BEGIN

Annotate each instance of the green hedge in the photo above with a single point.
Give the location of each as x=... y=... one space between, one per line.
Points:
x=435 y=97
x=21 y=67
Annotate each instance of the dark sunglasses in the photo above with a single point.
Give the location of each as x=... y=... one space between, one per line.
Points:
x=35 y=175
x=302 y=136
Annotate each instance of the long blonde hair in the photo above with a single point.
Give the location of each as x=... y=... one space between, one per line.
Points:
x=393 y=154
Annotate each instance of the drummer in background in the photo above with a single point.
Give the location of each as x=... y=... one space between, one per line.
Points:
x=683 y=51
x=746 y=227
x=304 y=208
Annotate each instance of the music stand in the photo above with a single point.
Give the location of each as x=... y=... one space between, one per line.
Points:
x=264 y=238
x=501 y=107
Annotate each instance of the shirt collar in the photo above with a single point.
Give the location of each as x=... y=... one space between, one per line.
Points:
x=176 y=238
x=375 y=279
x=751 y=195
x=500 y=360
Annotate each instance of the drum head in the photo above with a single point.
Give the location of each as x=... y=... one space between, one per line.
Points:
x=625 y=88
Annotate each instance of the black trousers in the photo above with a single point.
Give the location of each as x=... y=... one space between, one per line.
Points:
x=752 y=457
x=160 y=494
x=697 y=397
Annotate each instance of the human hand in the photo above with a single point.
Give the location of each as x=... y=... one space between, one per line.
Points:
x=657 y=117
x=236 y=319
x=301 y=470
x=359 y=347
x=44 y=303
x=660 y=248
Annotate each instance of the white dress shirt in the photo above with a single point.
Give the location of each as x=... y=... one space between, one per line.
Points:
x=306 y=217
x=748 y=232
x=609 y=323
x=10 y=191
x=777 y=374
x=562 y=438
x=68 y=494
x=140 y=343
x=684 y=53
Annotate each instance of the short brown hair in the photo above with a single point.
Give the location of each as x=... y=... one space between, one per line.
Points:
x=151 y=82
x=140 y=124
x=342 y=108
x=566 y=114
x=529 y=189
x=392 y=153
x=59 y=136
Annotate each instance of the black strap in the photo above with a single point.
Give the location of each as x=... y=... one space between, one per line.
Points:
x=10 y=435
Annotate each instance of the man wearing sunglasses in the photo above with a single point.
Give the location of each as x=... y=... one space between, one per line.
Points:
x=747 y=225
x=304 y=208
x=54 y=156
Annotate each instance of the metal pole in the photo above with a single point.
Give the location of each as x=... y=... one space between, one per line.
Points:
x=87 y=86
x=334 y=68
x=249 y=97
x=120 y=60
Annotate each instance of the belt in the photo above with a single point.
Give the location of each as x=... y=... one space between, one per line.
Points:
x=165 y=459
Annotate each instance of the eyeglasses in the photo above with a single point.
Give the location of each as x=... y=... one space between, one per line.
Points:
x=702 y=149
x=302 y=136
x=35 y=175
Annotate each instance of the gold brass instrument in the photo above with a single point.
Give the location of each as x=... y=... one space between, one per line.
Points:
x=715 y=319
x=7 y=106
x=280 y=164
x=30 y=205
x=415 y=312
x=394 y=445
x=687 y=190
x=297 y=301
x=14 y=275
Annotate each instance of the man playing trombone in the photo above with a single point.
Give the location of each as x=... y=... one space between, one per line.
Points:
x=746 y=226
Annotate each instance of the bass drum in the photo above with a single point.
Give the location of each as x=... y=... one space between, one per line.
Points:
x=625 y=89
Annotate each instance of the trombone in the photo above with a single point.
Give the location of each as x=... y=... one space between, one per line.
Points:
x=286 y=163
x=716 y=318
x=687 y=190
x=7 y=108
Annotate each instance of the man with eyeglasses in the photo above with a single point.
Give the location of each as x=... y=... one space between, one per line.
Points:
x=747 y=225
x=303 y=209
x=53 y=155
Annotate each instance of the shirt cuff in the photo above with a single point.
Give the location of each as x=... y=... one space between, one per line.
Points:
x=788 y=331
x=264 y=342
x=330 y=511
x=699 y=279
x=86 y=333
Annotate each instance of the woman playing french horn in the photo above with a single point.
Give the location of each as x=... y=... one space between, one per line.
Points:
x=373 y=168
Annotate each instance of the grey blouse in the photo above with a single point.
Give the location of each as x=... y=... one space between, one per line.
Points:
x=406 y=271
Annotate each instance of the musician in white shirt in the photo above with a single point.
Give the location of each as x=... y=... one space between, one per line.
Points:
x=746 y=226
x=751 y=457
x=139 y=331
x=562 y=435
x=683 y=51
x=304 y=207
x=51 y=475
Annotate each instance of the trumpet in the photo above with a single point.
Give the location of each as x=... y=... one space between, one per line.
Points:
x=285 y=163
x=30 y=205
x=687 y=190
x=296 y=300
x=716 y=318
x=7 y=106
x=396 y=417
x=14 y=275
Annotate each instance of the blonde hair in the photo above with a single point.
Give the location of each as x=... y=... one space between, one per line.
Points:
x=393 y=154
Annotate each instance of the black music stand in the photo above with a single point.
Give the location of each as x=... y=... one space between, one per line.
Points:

END

■ Problem
Copy each line above holding "eyeglasses".

■ Finished exercise
Annotate each instance of the eyeglasses in the photo above with a single point.
Annotate each instance of the man with eyeglasses in the photo above with a single point.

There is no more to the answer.